— Begin —
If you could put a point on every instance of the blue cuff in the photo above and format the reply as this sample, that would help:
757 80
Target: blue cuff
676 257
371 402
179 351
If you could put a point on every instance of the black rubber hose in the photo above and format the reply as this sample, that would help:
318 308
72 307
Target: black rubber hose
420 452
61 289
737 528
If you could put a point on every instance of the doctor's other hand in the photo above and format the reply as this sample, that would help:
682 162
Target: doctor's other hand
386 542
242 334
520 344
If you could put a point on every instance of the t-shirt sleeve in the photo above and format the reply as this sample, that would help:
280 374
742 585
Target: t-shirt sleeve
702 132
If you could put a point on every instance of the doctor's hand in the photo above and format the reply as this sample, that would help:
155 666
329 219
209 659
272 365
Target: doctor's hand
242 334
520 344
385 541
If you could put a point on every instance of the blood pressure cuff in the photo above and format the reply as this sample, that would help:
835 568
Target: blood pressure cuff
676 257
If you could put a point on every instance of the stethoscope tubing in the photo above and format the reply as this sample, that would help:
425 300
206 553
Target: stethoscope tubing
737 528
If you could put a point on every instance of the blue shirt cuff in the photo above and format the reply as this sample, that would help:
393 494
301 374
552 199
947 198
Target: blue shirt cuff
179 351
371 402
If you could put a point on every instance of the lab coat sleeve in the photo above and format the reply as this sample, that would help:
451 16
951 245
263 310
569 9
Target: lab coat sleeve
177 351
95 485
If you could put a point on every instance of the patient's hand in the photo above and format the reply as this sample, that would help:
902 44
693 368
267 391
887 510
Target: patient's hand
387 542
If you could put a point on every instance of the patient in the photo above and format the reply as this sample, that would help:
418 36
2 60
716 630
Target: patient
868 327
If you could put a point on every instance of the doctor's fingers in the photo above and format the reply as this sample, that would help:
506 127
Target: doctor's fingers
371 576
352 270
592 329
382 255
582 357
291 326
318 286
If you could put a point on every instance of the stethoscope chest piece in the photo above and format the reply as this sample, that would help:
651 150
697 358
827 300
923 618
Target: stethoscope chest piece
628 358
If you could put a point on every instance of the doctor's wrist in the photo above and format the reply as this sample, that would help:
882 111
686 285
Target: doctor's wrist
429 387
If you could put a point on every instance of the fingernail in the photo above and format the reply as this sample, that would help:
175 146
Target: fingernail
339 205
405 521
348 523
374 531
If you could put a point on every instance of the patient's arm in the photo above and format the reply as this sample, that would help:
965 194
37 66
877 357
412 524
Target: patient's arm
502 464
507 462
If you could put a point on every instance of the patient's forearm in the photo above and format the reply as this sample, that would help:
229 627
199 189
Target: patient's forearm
— End —
TASK: Reproduce each entry above exactly, keeping every word.

RESULT OF THE EXERCISE:
If you could put a point on every instance of the blue cuff in the photo above and format the reply as this sample, that would help:
757 80
Target: blue cuff
676 257
371 402
179 351
If you could put a point on every instance of the black rubber hose in the photo above and format the reply as this sample, that would help:
318 308
72 307
Target: black rubber hose
420 452
61 289
737 528
If you could put a point on every instance of the doctor's other hand in the photo above and format the reply as this sample, that would help:
682 162
Target: doctor's other hand
386 542
242 334
520 344
If you could put a point on every instance of the t-shirt sleeve in the photo above and format the reply as this sample, that would help:
280 374
742 585
Target: t-shirt sleeve
702 132
If you could put a point on every instance of the doctor's hand in the photo above and format the reply as this sample, that would help:
155 666
329 219
209 659
272 365
Target: doctor's hand
242 334
520 344
385 541
If you could put a point on every instance of the blood pressure cuff in the photo above and format the reply as this sample, that would help:
835 568
Target: blood pressure cuff
676 257
If you could put a point on every instance of the stethoscope tubing in the photo above and format the reply as this sample, that would help:
425 300
206 553
Target: stethoscope tubing
737 528
If you could put a point on every instance of the blue shirt cuff in the photo above and format the reply as this sample, that would help:
393 494
301 374
552 199
947 198
Target: blue shirt cuff
179 351
371 402
If you could put a point on every instance of the lab coat sleeve in the photo above and format the reply as this sample, that would help:
451 16
951 245
263 310
569 9
Target: lab coat sleeve
177 351
95 485
If you could put a point on every instance of the patient's hand in the photo above and format the reply as this sample, that would help:
902 44
693 368
267 391
887 510
Target: patient's hand
387 542
If you could put a point on every instance of the patient in the photo above and format the reply as this sample, that would help:
418 36
2 60
716 630
Target: patient
868 327
If you could put a point on every instance of the doctor's fingers in the photo above and format the reply as this sample, that would help:
506 127
Target: doctor's fingers
371 576
352 270
592 329
382 255
582 357
291 326
318 286
If you could put a point on every instance of the stethoscope chest piece in the photo above and format the reply as this sample, that would help:
651 150
697 358
827 300
923 618
Target: stethoscope chest piece
628 358
If you could put a point on every instance of the doctor's wrist in the photo above and format the reply as this sample, that would help:
882 111
686 285
Target: doctor's wrist
429 387
If you could put a point on every instance of the fingernail in the photo above and format the reply as this sample, that would help:
175 146
Target: fingernail
339 205
405 521
348 523
374 531
If you could put a point on every instance of the patient's arm in the photo above and format the reply as this sample, that would help:
965 194
37 66
877 357
412 524
Target: patient's arm
502 464
507 462
If you could put a point on every instance of the patient's forearm in the photo above and format the reply as this sample, that would help:
229 627
199 189
Target: patient's forearm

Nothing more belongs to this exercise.